• THE DATA
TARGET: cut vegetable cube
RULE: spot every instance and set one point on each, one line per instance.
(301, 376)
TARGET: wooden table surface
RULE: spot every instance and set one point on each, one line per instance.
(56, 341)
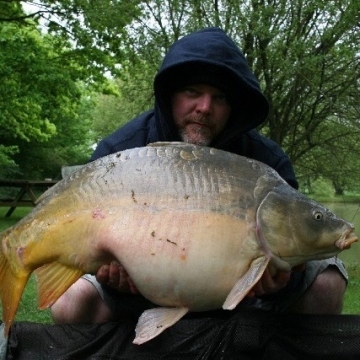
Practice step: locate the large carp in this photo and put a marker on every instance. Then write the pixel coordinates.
(195, 228)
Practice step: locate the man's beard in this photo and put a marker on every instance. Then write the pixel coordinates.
(199, 136)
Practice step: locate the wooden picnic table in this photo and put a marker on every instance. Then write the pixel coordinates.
(25, 195)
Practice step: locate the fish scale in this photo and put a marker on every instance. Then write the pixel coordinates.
(195, 228)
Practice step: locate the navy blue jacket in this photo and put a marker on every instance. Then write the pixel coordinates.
(210, 47)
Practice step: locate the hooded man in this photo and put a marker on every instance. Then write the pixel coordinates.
(206, 94)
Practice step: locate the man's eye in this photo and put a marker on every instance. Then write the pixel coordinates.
(221, 97)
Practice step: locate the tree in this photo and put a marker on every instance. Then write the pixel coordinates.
(304, 52)
(41, 100)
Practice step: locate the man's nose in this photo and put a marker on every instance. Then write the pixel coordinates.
(204, 103)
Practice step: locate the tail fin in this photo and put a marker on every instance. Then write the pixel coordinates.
(12, 283)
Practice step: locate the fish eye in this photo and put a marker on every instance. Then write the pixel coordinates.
(318, 215)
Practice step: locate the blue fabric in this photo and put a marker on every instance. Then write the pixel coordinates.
(208, 47)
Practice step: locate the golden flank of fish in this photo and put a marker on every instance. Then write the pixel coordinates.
(195, 227)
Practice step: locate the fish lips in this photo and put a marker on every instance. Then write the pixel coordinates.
(346, 240)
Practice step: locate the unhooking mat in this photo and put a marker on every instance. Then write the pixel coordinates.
(221, 335)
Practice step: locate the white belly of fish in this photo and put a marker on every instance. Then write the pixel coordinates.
(182, 259)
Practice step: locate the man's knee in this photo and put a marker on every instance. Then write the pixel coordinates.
(325, 295)
(81, 303)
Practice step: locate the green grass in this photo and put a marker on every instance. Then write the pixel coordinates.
(28, 307)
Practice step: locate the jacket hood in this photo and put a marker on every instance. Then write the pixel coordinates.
(203, 52)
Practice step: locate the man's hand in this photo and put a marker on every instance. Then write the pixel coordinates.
(269, 284)
(115, 276)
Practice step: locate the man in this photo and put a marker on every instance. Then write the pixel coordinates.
(205, 94)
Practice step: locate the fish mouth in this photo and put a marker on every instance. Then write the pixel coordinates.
(345, 241)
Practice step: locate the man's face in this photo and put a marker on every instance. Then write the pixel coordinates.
(200, 113)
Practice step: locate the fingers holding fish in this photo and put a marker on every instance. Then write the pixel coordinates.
(269, 284)
(115, 276)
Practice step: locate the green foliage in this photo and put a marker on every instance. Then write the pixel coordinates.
(303, 53)
(322, 188)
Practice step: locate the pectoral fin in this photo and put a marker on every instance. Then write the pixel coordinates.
(53, 280)
(154, 321)
(244, 285)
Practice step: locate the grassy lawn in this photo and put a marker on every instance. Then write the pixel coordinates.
(28, 307)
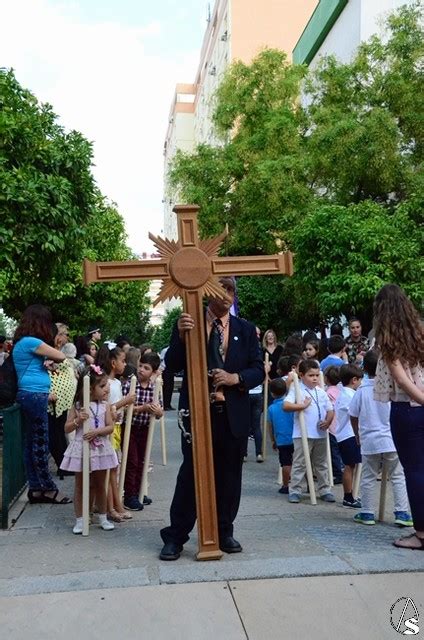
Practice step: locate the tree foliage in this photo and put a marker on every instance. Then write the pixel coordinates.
(162, 335)
(52, 217)
(336, 177)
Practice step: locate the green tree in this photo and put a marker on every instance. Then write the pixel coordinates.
(162, 335)
(357, 141)
(256, 183)
(345, 254)
(366, 117)
(53, 216)
(47, 191)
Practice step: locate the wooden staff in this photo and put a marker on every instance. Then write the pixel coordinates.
(86, 461)
(265, 413)
(305, 445)
(357, 479)
(280, 475)
(126, 442)
(162, 427)
(329, 460)
(143, 486)
(383, 489)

• DIRECTIONS FOR THIS TASK
I need every line of the data that has the word "TARGET"; please list them.

• EXPECTED ANSWER
TARGET: cut vegetable cube
TARGET: wooden table surface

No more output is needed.